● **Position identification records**
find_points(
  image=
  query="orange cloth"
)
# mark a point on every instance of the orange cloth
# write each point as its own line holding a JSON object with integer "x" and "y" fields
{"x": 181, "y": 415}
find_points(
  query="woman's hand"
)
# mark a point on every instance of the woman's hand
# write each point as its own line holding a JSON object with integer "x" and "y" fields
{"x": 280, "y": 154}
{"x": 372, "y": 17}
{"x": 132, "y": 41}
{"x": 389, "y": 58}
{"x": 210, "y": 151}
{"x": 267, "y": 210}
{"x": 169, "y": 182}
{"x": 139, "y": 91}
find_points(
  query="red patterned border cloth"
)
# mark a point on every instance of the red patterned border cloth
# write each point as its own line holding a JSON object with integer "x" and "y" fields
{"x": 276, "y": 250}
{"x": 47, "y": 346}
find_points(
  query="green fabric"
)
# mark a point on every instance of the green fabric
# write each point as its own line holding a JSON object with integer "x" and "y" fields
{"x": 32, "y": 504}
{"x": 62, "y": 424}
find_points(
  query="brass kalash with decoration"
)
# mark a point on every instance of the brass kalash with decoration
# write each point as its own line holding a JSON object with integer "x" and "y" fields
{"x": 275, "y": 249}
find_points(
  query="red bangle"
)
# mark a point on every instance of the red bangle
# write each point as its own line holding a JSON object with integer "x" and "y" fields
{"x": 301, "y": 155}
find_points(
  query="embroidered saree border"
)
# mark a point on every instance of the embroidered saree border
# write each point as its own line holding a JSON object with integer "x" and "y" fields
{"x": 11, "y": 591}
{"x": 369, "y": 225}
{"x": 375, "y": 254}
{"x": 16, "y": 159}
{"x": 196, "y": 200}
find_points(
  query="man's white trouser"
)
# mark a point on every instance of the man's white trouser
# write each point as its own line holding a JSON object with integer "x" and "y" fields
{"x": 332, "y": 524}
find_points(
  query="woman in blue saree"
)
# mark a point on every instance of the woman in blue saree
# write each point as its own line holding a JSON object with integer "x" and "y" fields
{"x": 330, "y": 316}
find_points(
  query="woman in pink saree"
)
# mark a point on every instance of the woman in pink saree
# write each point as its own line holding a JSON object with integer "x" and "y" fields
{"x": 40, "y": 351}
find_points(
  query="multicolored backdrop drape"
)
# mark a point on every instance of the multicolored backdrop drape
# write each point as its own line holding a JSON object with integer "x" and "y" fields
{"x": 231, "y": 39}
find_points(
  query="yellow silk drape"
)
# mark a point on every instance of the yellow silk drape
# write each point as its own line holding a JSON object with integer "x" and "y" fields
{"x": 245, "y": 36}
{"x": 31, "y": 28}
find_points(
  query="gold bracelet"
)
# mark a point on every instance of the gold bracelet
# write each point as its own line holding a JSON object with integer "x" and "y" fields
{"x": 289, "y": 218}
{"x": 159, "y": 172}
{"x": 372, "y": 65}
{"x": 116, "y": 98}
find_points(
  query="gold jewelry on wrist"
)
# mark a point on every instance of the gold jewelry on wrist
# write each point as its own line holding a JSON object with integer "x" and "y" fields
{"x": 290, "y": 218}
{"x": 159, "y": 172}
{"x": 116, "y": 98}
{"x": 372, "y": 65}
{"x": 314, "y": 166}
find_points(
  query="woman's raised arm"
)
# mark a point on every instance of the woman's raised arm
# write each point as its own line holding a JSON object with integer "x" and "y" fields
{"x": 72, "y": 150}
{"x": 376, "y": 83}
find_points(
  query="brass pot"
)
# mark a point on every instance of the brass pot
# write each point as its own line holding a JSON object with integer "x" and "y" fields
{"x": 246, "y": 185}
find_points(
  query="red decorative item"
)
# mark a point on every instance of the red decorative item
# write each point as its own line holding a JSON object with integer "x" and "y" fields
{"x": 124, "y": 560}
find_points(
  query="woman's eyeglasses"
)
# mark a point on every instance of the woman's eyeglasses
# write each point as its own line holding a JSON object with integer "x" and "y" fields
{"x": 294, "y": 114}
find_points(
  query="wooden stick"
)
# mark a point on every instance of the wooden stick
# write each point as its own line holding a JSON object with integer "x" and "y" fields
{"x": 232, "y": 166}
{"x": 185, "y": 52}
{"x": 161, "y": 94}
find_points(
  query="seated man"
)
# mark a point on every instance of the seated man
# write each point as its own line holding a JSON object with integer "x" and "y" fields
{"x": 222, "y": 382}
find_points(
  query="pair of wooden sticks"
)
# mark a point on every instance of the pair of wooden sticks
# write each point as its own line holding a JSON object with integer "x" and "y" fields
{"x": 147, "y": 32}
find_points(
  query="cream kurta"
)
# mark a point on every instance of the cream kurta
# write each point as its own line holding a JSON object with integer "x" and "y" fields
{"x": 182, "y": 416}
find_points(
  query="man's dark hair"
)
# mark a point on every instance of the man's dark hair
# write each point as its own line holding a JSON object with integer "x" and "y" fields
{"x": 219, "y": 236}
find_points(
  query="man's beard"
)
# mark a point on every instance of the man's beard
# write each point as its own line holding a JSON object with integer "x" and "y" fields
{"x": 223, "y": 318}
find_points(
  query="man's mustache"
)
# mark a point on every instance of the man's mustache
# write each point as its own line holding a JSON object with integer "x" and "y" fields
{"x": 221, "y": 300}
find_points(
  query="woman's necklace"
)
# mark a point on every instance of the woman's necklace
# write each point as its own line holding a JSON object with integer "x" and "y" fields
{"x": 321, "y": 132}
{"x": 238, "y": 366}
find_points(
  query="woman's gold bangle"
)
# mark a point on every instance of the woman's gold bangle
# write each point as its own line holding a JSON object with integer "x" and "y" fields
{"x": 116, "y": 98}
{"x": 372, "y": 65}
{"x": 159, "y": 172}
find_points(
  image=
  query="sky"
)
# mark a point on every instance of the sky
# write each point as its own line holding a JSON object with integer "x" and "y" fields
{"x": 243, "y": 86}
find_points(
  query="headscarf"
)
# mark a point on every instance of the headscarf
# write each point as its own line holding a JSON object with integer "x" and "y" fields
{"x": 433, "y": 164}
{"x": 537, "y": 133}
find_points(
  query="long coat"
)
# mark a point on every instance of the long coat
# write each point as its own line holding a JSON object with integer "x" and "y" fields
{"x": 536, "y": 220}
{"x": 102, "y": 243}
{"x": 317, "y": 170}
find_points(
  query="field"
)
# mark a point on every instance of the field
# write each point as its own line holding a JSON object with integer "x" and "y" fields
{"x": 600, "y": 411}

● **Problem**
Give all of the entries again, word for word.

● **Reply**
find_points(
  image=
  query="orange cloth"
)
# mark a point on every instance of the orange cloth
# write each point as its own line holding a JSON object with integer "x" and "y" fields
{"x": 181, "y": 415}
find_points(
  query="woman's hand"
)
# mark a point on every instance of the woman's hand
# write each point as its own line holding a JSON object with integer "x" and "y" fields
{"x": 280, "y": 154}
{"x": 372, "y": 17}
{"x": 132, "y": 41}
{"x": 389, "y": 58}
{"x": 210, "y": 151}
{"x": 267, "y": 210}
{"x": 169, "y": 182}
{"x": 139, "y": 91}
find_points(
  query="red patterned border cloth"
)
# mark a point on every instance of the red patterned border cloth
# write each point as its own line holding a JSON object with integer "x" and "y" fields
{"x": 276, "y": 250}
{"x": 47, "y": 346}
find_points(
  query="green fabric"
)
# mark a point on every instance of the green fabric
# write each point as its own line holding a JSON object with integer "x" and "y" fields
{"x": 32, "y": 504}
{"x": 62, "y": 424}
find_points(
  query="brass kalash with decoration"
)
# mark a point on every instance of the brass kalash with decoration
# write each point as its own line holding a JSON object with integer "x" and "y" fields
{"x": 275, "y": 249}
find_points(
  query="red bangle"
)
# mark a point on every instance of the red bangle
# write each point as its own line holding a JSON object with integer "x" and "y" fields
{"x": 301, "y": 155}
find_points(
  query="embroidered saree border"
)
# mark a point on every instance of the embroidered saree border
# write each point as its own line holding a JSON object with integer "x" and "y" fields
{"x": 11, "y": 591}
{"x": 369, "y": 225}
{"x": 375, "y": 254}
{"x": 16, "y": 159}
{"x": 196, "y": 200}
find_points(
  query="man's white trouser"
)
# mark a point on every instance of the man's white trouser
# write each point as its own line holding a JSON object with integer "x" and "y" fields
{"x": 332, "y": 524}
find_points(
  query="woman in blue saree"
)
# mark a point on every instance of the woman in blue saree
# write each point as its own line holding a JSON object with integer "x" and "y" fields
{"x": 330, "y": 316}
find_points(
  query="woman in pink saree"
)
# mark a point on every instance of the woman in pink saree
# write each point as its own line holding a JSON object with integer "x" and "y" fields
{"x": 40, "y": 351}
find_points(
  query="multicolored backdrop drape"
)
# mark a point on every instance of the multicolored backdrop drape
# write each point as its own line holding a JSON object with integer "x" and "y" fields
{"x": 231, "y": 39}
find_points(
  query="yellow silk drape"
)
# mark a point on every instance of the yellow silk drape
# write each point as its own line holding a JSON object with integer "x" and "y" fields
{"x": 245, "y": 36}
{"x": 31, "y": 28}
find_points(
  query="gold bracelet"
)
# mark a point on every instance of the gold bracelet
# write each point as its own line holding a JSON object with integer "x" and "y" fields
{"x": 289, "y": 218}
{"x": 159, "y": 172}
{"x": 372, "y": 65}
{"x": 116, "y": 98}
find_points(
  query="gold jewelry on wrist"
)
# mark a point on every instance of the gold jewelry on wrist
# write each point as its own line holding a JSON object with integer "x" and "y" fields
{"x": 290, "y": 218}
{"x": 159, "y": 172}
{"x": 116, "y": 98}
{"x": 372, "y": 65}
{"x": 314, "y": 166}
find_points(
  query="woman's raised arm"
)
# mark a point on every instance of the woman's raised arm
# write each point as its own line holding a JSON object with integer "x" and "y" fields
{"x": 72, "y": 150}
{"x": 376, "y": 83}
find_points(
  query="brass pot"
)
# mark a point on every instance of the brass pot
# write each point as its own line holding a JSON object with integer "x" and "y" fields
{"x": 246, "y": 185}
find_points(
  query="red decorative item"
)
# mark a point on every instance of the red decorative item
# write each point as its own line holding a JSON object with integer "x" and "y" fields
{"x": 124, "y": 560}
find_points(
  query="woman's eyeglasses"
)
# mark a point on every instance of the woman's eyeglasses
# write each point as its own line holding a JSON object with integer "x" and "y" fields
{"x": 294, "y": 114}
find_points(
  query="wooden stick"
)
# mark a point on every instance of the wooden stick
# write each point as its own line holding a JSON object with integer "x" and "y" fields
{"x": 232, "y": 166}
{"x": 185, "y": 52}
{"x": 161, "y": 94}
find_points(
  query="seated man"
)
# mark a point on every instance of the seated man
# write each point as its own line holding a JSON object with integer "x" and "y" fields
{"x": 222, "y": 382}
find_points(
  query="pair of wooden sticks"
)
# mark a point on every instance of the pair of wooden sticks
# write each point as its own line holding a JSON object with integer "x" and "y" fields
{"x": 147, "y": 32}
find_points(
  query="cream kurta"
)
# mark a point on every instance of the cream kurta
# write each point as its own line holding a JSON object with integer "x" and "y" fields
{"x": 182, "y": 416}
find_points(
  query="man's dark hair"
)
# mark a point on every instance of the man's dark hair
# write each point as its own line holding a JSON object with integer "x" and "y" fields
{"x": 219, "y": 236}
find_points(
  query="man's beard"
)
# mark a point on every instance of the man's beard
# write each point as its own line holding a JSON object with integer "x" and "y" fields
{"x": 223, "y": 318}
find_points(
  query="man's mustache"
)
# mark a point on every instance of the man's mustache
# write each point as its own line holding a JSON object with integer "x" and "y" fields
{"x": 221, "y": 300}
find_points(
  query="woman's necklace"
)
# mark a point on every instance of the woman's necklace
# write each point as its own line holding a JSON object with integer "x" and "y" fields
{"x": 321, "y": 132}
{"x": 238, "y": 366}
find_points(
  query="woman's gold bangle"
)
# mark a point on every instance of the woman's gold bangle
# write each point as its own line holding a JSON object with integer "x" and "y" fields
{"x": 116, "y": 98}
{"x": 372, "y": 65}
{"x": 159, "y": 172}
find_points(
  image=
  query="sky"
)
# mark a point on every instance of the sky
# write each point as its own line holding a JSON object with integer "x" and "y" fields
{"x": 243, "y": 86}
find_points(
  query="headscarf"
)
# mark a point on every instance of the headscarf
# write each point as its own line holding a JSON object with integer "x" and "y" fields
{"x": 433, "y": 164}
{"x": 537, "y": 133}
find_points(
  query="long coat"
)
# mark a point on every instance of the long coat
# write each point as its own line holding a JSON object with integer "x" and "y" fields
{"x": 536, "y": 220}
{"x": 102, "y": 243}
{"x": 317, "y": 170}
find_points(
  query="field"
)
# mark a point on every instance of the field
# write each point as its own line holding a JSON object with integer "x" and "y" fields
{"x": 600, "y": 411}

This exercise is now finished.